- _Page excerpt_:
<<<<
The scale-location plot allows us to see whether or not the variability of the residuals is

roughly constant within each group. Here’s the plot:

plot(festuca_model, which = 3, add.smooth = FALSE)

We’re on the lookout for a systematic pattern in the size of the residuals and the fitted

values—does the variability go up or down with the fitted values? There is no such pattern so

it looks like the constant variance assumption is at least satisfied here.

We’ve identified one potential problem. We’ll ignore it for now and press on. The goal here

is to learn the work flow for two-way ANOVA in R. However, keep in mind that if we were

serious about the analysis we should find a way to ‘fix’ it, for example using the methods we

discussed in the data visualisation section e.g. log transformation.

Interpreting the results

Now we’re ready to calculate the degrees of freedom, sums of squares, mean squares, the Fratio, and p-values for the main effects and the interaction terms:

anova(festuca_model)

What does all this mean? We interpret each line of the ANOVA table in exactly the same way

as we do for a one-way ANOVA. The first part tells us what kind of output we are looking at:

This reminds us that we are looking at an ANOVA table where our response variable was

called Weight. The table contains the key information:

This ANOVA table is similar to the ones we have already seen, except that now we have to

consider three lines—one for each term in the model. The first is for the main effect of pH,

the second for the main effect of Calluna, the third for the interaction between pH

and Calluna.
>>>>
- _Collected material_:
<<<<
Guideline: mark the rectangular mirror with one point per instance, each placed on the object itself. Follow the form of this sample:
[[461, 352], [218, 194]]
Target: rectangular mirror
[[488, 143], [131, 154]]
>>>>
- _What the exercise asks_:
Which terms of the model does the two-way ANOVA excerpt say each get a line in the ANOVA table? The material has no connection to the two-way ANOVA excerpt.

- _Response to this task_:
- the main effect of pH
- the main effect of Calluna
- the interaction between pH and Calluna